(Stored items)
········

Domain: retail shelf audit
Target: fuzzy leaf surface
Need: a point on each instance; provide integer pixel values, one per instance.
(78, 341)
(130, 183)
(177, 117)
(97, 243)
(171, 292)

········

## What you will do
Put the lines above into a Markdown table with two columns, Row and Line. Number each row, and leave out any blank lines.

## Written reply
| Row | Line |
|---|---|
| 1 | Domain: retail shelf audit |
| 2 | Target: fuzzy leaf surface |
| 3 | Need: a point on each instance; provide integer pixel values, one per instance. |
| 4 | (78, 341) |
| 5 | (130, 183) |
| 6 | (177, 117) |
| 7 | (97, 243) |
| 8 | (171, 292) |